◆ EXTRACTED TEXT

Rachel Wimberly -- Tradeshow Week, 6/18/2007

The price of gas, as everyone well knows, is ridiculous. In Malibu, Calif., I recently paid a whopping $3.89 a gallon for regular unleaded. According to some reports, it's at its highest levels since the 1981 gas crisis, when the government unsuccessfully tried to regulate it, leading to long lines and empty pumps.

Hotel room rates have also shot up recently, with increased occupancy driving the trend in a number of cities.

Does anyone else notice that there always seem to be a gas crisis in some shape or form right around a holiday or the busy summer travel time? Kind of like the way room rates shoot up when people are traveling a lot, or when a big tradeshow comes to town.

Hotels undoubtedly study the market carefully before fixing their rack and peak rates. But lately rack rates have gotten so high that even tradeshow attendees with expense accounts are starting to take notice.

The bottom line is, especially in cities where tradeshows have a huge economic impact, if something isn't done soon to stop the upward trajectory of hotel rates, tradeshows might just skip these towns altogether.

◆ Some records
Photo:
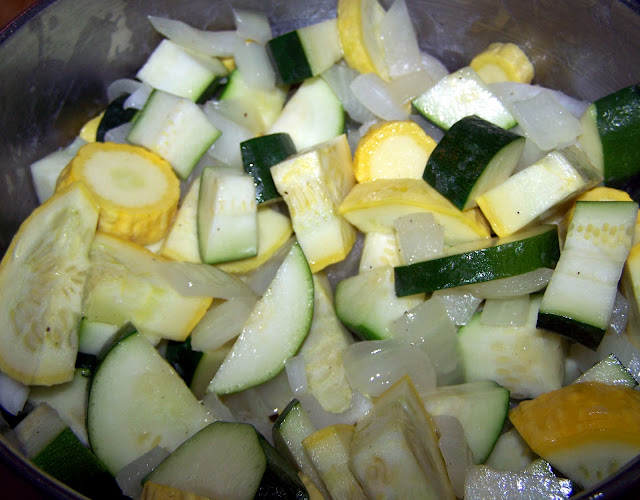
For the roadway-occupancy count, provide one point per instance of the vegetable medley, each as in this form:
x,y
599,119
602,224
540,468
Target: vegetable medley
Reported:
x,y
323,265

◆ PROBLEM A
Can you show every line of the records that contains the string "medley"? Case counts.
◆ PROBLEM B
Could you carry on the piece about rising hotel rates and tradeshows from the point where it stops?

◆ RESULT A
For the roadway-occupancy count, provide one point per instance of the vegetable medley, each as in this form:
Target: vegetable medley

◆ RESULT B
They could just head on over to a nice, smaller city, say, Louisville, Ky., which has relatively low overall costs for hotels, gas and flights (and no labor unions, by the way). I'm sure the Bluegrass State would love to have more shows.

Some of the responsibility rests with convention bureaus. They have the task of drawing business to their cities, in particular the hotels they are often funded by, so couldn't someone at the bureau speak up and say, "Hey everybody, aren't we shooting ourselves in the foot by charging these high prices?"

According to Smith Travel Research's first-quarter report for 2007, the occupancy rate in Seattle, Wash., rose from 60.3 percent in the first quarter of 2006 to 63.7 percent in the same period this year, and the average daily rate jumped from $102.83 to $113.29. New York City saw a smaller occupancy increase in the same period, but the price of hotel rooms leaped from $200.89 to $221.57.

Jan Frietag, vice president of Smith Travel Research, explained the hotel rate hikes: "We are in the second part of a post-Sept. 11 recovery cycle. Occupancy has bounced back drastically by now, but there haven't been that many new hotels built. When occupancy is high, rates go up, but there's also new supply coming in. In specific markets, rate increases will change as there is more competition."

Frietag warned that cities with rising hotel costs will at some point see them driven back down, as competition increases in the marketplace. But by then, all those coveted tradeshow customers who got sick of getting squeezed could have taken their business to another town where they felt more appreciated.

Now, about those gas prices ...


Author Information
Rachel Wimberly is associate editor of Tradeshow Week. She can be reached at rachel.wimberly@reedbusiness.com.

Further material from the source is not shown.